# partner for NOV 2



## collegehuntnfish (Aug 7, 2014)

Hey all the title pretty much says it all. I am newish to Utah and still haven't found anyone to hunt with. I am in Salt Lake and would love to find someone to go out with this Sunday. The weather should be great. Ill be happy to contribute two dozen mallards and a dozen pintail and am a decent caller. Let me know if you're interested! By the way, incase it matters to anyone I'm a 20 year old guy.


----------



## Fowlmouth (Oct 4, 2008)

November 1st is a Saturday;-).......It's also opening day for Pheasants.:grin:


----------



## collegehuntnfish (Aug 7, 2014)

Fowlmouth thanks for pointing that out. Its been a long week already. Good luck on the pheasants they are a dang tasty bird!


----------



## HuntinFoolUtah (Jan 11, 2013)

I might be interested, I'll be honest with you though. I'm not a great duck hunter! I'm 18 so were fairly close in age. Where are you going to school at?


----------



## collegehuntnfish (Aug 7, 2014)

I am at the U an yourself?


----------



## Clarq (Jul 21, 2011)

Do you have a particular place you are planning to hunt?


----------



## collegehuntnfish (Aug 7, 2014)

Clarq, I was planning on hunting Farmington Bay because it is the closest to me which means that gas is the cheapest( I am a broke college student). In addition to that, it is the only refuge here I have been to and had a chance to scout at all. However, I am always open to something new. I really just want to get out and hunt.


----------



## HuntinFoolUtah (Jan 11, 2013)

DATA LISTING >>
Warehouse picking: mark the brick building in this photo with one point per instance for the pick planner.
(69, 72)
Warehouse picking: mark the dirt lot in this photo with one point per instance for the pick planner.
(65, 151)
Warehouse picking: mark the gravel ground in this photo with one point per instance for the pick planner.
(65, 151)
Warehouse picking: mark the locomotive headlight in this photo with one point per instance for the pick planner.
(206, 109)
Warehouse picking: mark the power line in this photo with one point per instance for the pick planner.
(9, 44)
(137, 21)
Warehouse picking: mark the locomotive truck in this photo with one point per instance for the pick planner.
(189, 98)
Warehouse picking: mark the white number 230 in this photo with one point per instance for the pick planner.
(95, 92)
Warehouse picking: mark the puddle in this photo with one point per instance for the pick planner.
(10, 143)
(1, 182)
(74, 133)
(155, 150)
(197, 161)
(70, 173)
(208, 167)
--
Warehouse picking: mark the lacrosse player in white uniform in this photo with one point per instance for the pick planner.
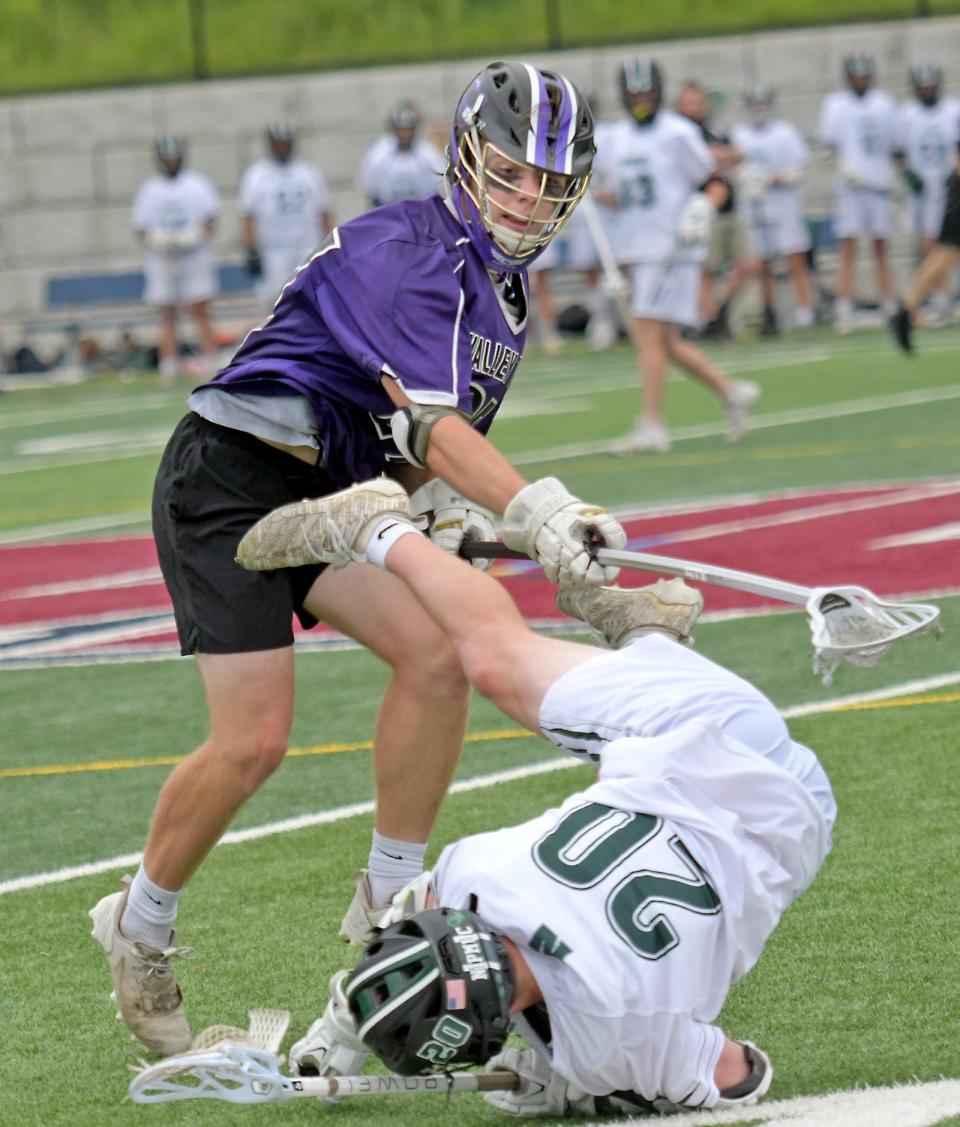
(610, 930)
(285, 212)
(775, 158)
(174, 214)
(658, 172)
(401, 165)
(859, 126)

PROBLEM SET >>
a: Answer these about the hunting-partner thread:
(i) According to Fowlmouth, what day of the week is November 1st?
(ii) What age does HuntinFoolUtah give?
(iii) Where was collegehuntnfish planning to hunt?
b: Could you continue the hunting-partner thread from its last line onward?
The records come from a separate source unrelated to the hunting-partner thread.

RESULTS FOR THE EXERCISE >>
a:
(i) Saturday
(ii) 18
(iii) Farmington Bay

b:
I decided to take a semester off to just hunt. I will be going up to USU this spring though. If someone has a better place in mind that is farther away I would be willing to pay for gas if there's a decent chance for a good shoot.


----------



## Clarq (Jul 21, 2011)

HuntinFoolUtah said:


> I decided to take a semester off to just hunt.


Enjoy it while you can. Pretty soon, you'll have to work late into the night if you want to have a day of the weekend free to hunt (note that I'm saying this at midnight and I'm still not done studying for an upcoming test -O,-). I can't wait for Saturday!


----------



## collegehuntnfish (Aug 7, 2014)

I'm also in the still studying boat the only reason to be up at this time should be driving to hunt.


----------



## hound_hunter (Jan 1, 2009)

It sounds like you guys are all in Salt Lake, but just in case I get lucky... I'm a student at BYU and I'm in the same boat. Anyone in Utah County that wants to get out, hit me up!

Good luck guys.


----------



## huntress (Sep 10, 2007)

Hound hunter How many times do I have to hit you ,dumb ass, Dad said that he would take you out to the club any time, (you no were you ran your hounds)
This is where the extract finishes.